**Problem**.
Could you rewrite the lines below as a JSON list of strings, with one string for each line and no blank lines?

....................

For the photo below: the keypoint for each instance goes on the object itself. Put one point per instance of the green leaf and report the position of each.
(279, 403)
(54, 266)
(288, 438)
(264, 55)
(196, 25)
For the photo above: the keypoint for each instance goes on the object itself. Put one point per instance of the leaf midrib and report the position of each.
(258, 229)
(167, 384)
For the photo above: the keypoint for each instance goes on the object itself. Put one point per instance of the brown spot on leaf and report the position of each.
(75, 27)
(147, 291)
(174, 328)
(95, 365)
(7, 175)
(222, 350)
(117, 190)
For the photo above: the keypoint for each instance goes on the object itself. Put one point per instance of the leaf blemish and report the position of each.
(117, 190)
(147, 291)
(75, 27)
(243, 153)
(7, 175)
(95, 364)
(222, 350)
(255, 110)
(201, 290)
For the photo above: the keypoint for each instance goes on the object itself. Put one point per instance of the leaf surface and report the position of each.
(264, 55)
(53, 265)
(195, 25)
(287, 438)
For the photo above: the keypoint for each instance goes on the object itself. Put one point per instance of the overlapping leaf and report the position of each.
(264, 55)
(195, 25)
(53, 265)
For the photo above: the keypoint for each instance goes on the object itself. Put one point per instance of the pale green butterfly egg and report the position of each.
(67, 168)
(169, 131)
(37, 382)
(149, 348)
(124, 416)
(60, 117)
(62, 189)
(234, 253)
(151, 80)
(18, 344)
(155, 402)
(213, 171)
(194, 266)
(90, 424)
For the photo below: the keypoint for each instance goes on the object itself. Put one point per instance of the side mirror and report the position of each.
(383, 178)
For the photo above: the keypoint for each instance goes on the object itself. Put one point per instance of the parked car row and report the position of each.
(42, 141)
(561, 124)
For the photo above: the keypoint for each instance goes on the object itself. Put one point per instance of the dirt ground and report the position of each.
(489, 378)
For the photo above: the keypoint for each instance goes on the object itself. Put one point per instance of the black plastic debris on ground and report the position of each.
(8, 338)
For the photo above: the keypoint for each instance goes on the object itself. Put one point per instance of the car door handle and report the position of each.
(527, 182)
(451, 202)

....................

**Exercise response**.
[
  "For the photo below: the keypoint for each instance goes on the object itself. Put one point per instance of the green leaf and report the position of each.",
  "(279, 403)",
  "(54, 266)",
  "(288, 438)",
  "(264, 55)",
  "(196, 25)",
  "For the photo above: the keypoint for each instance goes on the object itself. Put one point per instance of the leaf midrib and report the position of each.",
  "(258, 229)",
  "(167, 384)",
  "For the photo above: the keypoint for each instance goes on the object itself. Put one point per instance of the brown spot on leaf and report the position of each.",
  "(75, 27)",
  "(147, 291)",
  "(174, 328)",
  "(95, 365)",
  "(7, 175)",
  "(222, 350)",
  "(117, 190)",
  "For the photo above: the keypoint for each instance goes on the object itself. Put one point per instance of the leaf blemish and report the position of each.",
  "(117, 190)",
  "(147, 291)",
  "(75, 27)",
  "(243, 153)",
  "(7, 175)",
  "(95, 364)",
  "(222, 350)",
  "(255, 110)",
  "(201, 290)",
  "For the photo above: the keypoint for each instance goes on the object itself. Put one point per instance of the leaf surface and report the position of each.",
  "(264, 55)",
  "(53, 265)",
  "(195, 25)",
  "(287, 438)",
  "For the photo above: the keypoint for each instance goes on the object itself. Put one point per instance of the overlapping leaf and report the position of each.",
  "(264, 55)",
  "(195, 25)",
  "(53, 265)",
  "For the photo above: the keypoint for each instance goes on the object itself. Put one point per instance of the pale green butterfly egg and report the position of each.",
  "(67, 168)",
  "(169, 131)",
  "(37, 382)",
  "(149, 348)",
  "(124, 416)",
  "(60, 117)",
  "(62, 189)",
  "(234, 253)",
  "(151, 80)",
  "(18, 344)",
  "(155, 402)",
  "(213, 171)",
  "(194, 266)",
  "(90, 424)",
  "For the photo below: the keypoint for each instance goes on the object itself. Put one point per instance of the side mirror and report the position of each.",
  "(383, 178)",
  "For the photo above: the keypoint for each instance goes on the object itself. Put one point per instance of the parked car row and report the position of each.",
  "(42, 141)",
  "(561, 124)",
  "For the photo above: the keypoint for each instance goes on the object itself. Put one point per instance of the dirt ground and report the position of each.",
  "(489, 378)",
  "For the photo above: the keypoint for each instance goes on the object itself. Put one point per instance of the black plastic debris on ground and report the position of each.",
  "(8, 338)",
  "For the photo above: the keypoint for each instance goes on the object itself. Put one point per instance of the car door handle and report the position of each.",
  "(527, 182)",
  "(451, 202)"
]